The task: Write out word for word the part of the band profile below that opens with the words "Sauthoff continues to" and closes with "on drugs, folks.".

Page text:
· · · · ·

Chris Sauthoff sounds like a stoner. Explaining how his new band, U.S. Pipe and the Balls Johnson Dance Machine, got its name, he punctuates the anecdote with laconic bursts of laughter.
"I was on the way to a gig with P-Funk," recalls Sauthoff, who's worked as that act's stage manager for many years. "And we just saw this huge industrial building -- with smokestacks and all this shit -- and it said 'U.S. Pipe' on it. And everybody was just like, 'What a fucking cool logo and band name or whatever.' And it kind of stuck in my head. And plus, you know, we were thinking of acronyms like 'Party in Pussy Every Day,' and 'Pussy Is Power Eternal.' Also, Gary Scheider had a band called United Sound. So we thought, 'United Sound Pipe: Put it in your pipe and smoke it.'"
Sauthoff continues to redline the reefometer as he relates how he coined the latter part of the act's handle after taking a plane ride with John Witherspoon, whose role in Friday proved inspirational. "The day that I got to my house and the movie was on," he says, "it was playing the scene where he was kicking Ice Cube out of the house, talking about how he wanted to run around the house naked and have his balls swinging one way and his johnson the other. We were all high, and it was like, 'Yeah, U.S. Pipe and the Balls Johnson Dance Machine!'"
Suspicions confirmed. This kid's on drugs, folks.
But after spending nearly a decade on the road with George Clinton and company, how could Sauthoff not be? The guitarist -- he goes by "Citrus," a nickname he acquired playing in Lord of Word and the Disciples of Bass -- joined Clinton's crew as a guitar tech after the Lord parted ways with his Disciples in 1998. Eventually Sauthoff worked his way up to stage manager of the Mothership, a place where the clocks never quite make it to five o'clock. "It was always 4:20," he says, with a laugh.

· · · · ·

Part of a data file:
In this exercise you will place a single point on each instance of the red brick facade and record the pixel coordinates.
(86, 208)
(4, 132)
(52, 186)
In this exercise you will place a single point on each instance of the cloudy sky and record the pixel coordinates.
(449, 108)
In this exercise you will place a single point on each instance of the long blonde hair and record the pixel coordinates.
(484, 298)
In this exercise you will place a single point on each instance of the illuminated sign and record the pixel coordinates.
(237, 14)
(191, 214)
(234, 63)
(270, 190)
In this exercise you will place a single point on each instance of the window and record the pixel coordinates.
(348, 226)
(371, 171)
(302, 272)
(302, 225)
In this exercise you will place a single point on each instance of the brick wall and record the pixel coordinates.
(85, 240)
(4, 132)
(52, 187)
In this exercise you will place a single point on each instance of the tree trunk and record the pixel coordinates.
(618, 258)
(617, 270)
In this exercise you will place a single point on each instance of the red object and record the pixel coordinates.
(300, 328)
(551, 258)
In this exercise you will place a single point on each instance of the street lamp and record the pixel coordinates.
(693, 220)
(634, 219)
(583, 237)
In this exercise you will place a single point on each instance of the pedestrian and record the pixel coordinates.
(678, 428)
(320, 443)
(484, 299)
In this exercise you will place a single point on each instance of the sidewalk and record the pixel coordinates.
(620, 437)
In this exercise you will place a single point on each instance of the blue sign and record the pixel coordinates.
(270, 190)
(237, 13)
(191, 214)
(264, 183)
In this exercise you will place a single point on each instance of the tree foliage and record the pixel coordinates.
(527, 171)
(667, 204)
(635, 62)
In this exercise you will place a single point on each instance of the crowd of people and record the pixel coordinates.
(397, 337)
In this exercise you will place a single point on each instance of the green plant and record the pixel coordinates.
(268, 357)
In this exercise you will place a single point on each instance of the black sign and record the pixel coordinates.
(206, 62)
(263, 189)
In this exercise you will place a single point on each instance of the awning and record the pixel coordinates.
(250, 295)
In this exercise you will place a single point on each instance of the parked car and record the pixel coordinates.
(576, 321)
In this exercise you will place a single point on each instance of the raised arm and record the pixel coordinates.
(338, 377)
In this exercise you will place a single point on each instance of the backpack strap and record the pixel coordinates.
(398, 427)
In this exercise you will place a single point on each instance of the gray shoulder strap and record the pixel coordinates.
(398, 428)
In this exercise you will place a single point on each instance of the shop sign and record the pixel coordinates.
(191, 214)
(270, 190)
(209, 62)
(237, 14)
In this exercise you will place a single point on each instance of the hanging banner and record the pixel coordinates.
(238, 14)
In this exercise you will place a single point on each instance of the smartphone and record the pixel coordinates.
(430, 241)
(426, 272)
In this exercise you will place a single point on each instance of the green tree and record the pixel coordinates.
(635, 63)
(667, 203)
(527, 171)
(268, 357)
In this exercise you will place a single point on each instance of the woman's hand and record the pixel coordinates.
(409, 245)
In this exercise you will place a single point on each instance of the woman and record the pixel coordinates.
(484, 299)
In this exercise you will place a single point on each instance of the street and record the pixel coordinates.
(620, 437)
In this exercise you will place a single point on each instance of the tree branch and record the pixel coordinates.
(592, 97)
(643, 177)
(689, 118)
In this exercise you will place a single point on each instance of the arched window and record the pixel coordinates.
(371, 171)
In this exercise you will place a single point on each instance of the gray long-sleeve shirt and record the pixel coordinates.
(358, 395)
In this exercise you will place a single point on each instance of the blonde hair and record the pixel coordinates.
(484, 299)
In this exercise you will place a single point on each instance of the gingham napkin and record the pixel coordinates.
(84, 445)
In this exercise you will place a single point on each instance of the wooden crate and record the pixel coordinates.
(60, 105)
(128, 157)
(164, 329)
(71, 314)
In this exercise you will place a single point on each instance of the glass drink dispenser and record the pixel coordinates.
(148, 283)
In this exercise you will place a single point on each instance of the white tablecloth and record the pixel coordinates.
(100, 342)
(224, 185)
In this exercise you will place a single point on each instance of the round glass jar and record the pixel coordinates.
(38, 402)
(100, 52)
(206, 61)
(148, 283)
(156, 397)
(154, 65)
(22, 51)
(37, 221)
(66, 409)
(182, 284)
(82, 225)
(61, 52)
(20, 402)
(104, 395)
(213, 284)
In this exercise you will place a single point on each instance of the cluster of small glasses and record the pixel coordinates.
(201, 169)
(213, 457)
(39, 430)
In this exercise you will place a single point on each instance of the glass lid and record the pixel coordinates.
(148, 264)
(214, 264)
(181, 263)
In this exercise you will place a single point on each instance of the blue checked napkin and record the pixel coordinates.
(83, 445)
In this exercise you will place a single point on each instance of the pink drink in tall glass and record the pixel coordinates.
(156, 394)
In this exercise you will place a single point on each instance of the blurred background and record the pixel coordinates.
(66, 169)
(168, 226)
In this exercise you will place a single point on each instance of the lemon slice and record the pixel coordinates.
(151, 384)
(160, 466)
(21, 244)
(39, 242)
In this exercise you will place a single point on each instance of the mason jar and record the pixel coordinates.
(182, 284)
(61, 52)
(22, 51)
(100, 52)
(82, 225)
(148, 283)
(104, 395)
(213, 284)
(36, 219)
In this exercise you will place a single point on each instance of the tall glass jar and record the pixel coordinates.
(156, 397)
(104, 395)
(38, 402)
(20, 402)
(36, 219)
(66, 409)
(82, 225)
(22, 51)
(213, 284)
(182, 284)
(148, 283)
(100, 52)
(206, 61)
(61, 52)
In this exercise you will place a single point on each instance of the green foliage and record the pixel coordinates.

· · · · ·

Output for this task:
Sauthoff continues to redline the reefometer as he relates how he coined the latter part of the act's handle after taking a plane ride with John Witherspoon, whose role in Friday proved inspirational. "The day that I got to my house and the movie was on," he says, "it was playing the scene where he was kicking Ice Cube out of the house, talking about how he wanted to run around the house naked and have his balls swinging one way and his johnson the other. We were all high, and it was like, 'Yeah, U.S. Pipe and the Balls Johnson Dance Machine!'"
Suspicions confirmed. This kid's on drugs, folks.